Requirement -> Reproduce the listing exactly, please, with every line intact.

The input ->
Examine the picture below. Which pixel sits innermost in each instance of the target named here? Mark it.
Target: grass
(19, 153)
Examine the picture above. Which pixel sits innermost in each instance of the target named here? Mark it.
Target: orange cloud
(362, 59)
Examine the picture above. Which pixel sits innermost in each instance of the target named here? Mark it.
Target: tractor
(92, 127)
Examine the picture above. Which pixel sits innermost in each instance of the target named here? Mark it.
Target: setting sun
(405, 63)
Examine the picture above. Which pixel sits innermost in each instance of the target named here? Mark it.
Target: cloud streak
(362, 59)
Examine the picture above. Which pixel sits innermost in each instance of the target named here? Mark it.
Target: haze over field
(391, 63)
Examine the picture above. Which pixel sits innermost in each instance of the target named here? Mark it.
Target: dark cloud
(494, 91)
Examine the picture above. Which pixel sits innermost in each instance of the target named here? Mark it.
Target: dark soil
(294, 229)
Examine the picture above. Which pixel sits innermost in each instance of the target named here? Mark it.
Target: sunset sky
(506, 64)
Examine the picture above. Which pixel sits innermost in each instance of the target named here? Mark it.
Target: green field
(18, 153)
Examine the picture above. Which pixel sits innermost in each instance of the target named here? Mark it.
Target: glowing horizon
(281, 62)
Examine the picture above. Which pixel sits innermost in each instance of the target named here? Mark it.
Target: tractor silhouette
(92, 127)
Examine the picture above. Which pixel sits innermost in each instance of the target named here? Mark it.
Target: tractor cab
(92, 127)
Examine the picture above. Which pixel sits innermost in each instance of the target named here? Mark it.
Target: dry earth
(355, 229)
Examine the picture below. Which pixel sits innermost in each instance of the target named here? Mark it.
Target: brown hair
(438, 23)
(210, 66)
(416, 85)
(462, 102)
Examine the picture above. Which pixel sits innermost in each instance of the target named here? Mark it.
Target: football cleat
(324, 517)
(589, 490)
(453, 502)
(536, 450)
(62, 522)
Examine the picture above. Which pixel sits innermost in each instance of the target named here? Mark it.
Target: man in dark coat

Exercise output ->
Examine the picture below. Which pixel sits innermost in each instance of the target named here? Mark it.
Target: grass
(19, 153)
Examine the picture above. Which pixel sits innermost in each instance of the target named here? Mark it.
Target: orange cloud
(362, 59)
Examine the picture above. Which pixel sits innermost in each instance of the target named here? Mark it.
Target: tractor
(92, 127)
Examine the picture above. Which pixel sits innermost in each instance of the target named here? Mark it.
Target: setting sun
(405, 63)
Examine the picture above. Which pixel sits innermost in each instance of the target named here? Mark it.
Target: cloud streak
(362, 59)
Examine the picture above. Which pixel sits innermost in each instance of the target named here? Mark it.
Target: haze over field
(391, 63)
Examine the picture above. Which pixel sits innermost in each instance of the target named here? Mark it.
Target: dark cloud
(494, 91)
Examine the picture above. Which pixel sits innermost in each instance of the target named here? Mark it.
Target: dark soil
(294, 229)
Examine the picture above. Which pixel sits innermost in each instance of the target named here? Mark it.
Target: sunset sky
(506, 64)
Examine the picture above. Which pixel sits innermost in each instance of the target named here? Mark it.
Target: green field
(18, 153)
Examine the picture above. Which pixel sits innermost in each instance of the target named here? Mark it.
Target: glowing horizon
(281, 62)
Examine the picture above. Which pixel sits innermost in each instance of the target named here? Mark it.
Target: tractor silhouette
(92, 127)
Examine the picture above. Which pixel sits innermost in each instance of the target named here? Mark it.
Target: tractor cab
(92, 127)
Examine the picture above. Which pixel sits innermost in each instance of the target named here? Mark it.
Target: dry earth
(355, 229)
Examine the picture below. Which pixel sits innermost in each instance of the target named here? Mark it.
Target: brown hair
(438, 23)
(210, 66)
(416, 85)
(462, 102)
Examine the picture above. Which pixel sits innermost in each instance of the target named here? Mark it.
Target: football cleat
(324, 517)
(589, 490)
(453, 502)
(536, 450)
(62, 522)
Examine the picture above. Which pixel sits innermost in each instance of the target named here? Mark it.
Target: man in dark coat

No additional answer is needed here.